## Exercise instructions:
a. Say whether each statement below agrees with the court opinion excerpt, answering yes or no and quoting the deciding words of that opinion. (i) The defendant received a sentence of life imprisonment. (ii) The defendant and Gregory M. Rice were tried separately. (iii) On appeal, the defendant raises four hearsay challenges.
b. Write a continuation of the court opinion about the murder conviction, beginning after its final sentence.

## Excerpt provided:
Before: Murphy, P.J., and Markey and R. S. Gribbs*, JJ.
PER CURIAM.
Defendant was convicted by a jury of first-degree murder, MCL 750.316, and sentenced
to life imprisonment. He appeals as of right. We affirm.
Defendant was tried jointly with codefendant Gregory M. Rice. The prosecutor’s theory
was that defendant “bonded” codefendant Rice out of jail in exchange for Rice killing
defendant’s former girlfriend, Yahnica Hill.
On appeal, defendant raises three challenges involving the admission of allegedly hearsay
evidence. First, defendant argues that witness Rodney Coleman’s testimony that codefendant
Rice had stated that he killed a girl on the east side was improperly admitted against defendant.

## Information shown:

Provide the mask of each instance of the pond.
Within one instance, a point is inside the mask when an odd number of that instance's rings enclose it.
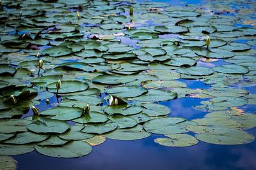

## Expected results:
a.
(i) Yes: "sentenced to life imprisonment."
(ii) No: "Defendant was tried jointly with codefendant Gregory M. Rice."
(iii) No: "defendant raises three challenges involving the admission of allegedly hearsay evidence."

b.
Defendant did not object to the challenged testimony at trial. Although defendant filed a pretrial
document concurring in all “motions filed” by codefendant Rice, we do not view this document
as encompassing objectionable matters at trial. A defendant must make a specific objection on
the particular grounds urged on appeal in order to preserve an issue at trial. People v Cain, 238
Mich App 95, 115; 605 NW2d 28 (1999). Defendant did not do so here. Accordingly, we
conclude that this issue is not preserved. Where an issue is unpreserved, it is reviewed for plain
error affecting the defendant’s substantial rights. People v Carines, 460 Mich 750, 763; 597
NW2d 130 (1999); People v Coy, 243 Mich App 283, 287; 620 NW2d 888 (2000).
The prosecutor implicitly concedes that it was plain error to permit evidence of
codefendant Rice’s statement to be used against defendant. Nonetheless, reversal is not
appropriate under the plain error rule unless the defendant is actually innocent or the error
*
Former Court of Appeals judge, sitting on the Court of Appeals by assignment.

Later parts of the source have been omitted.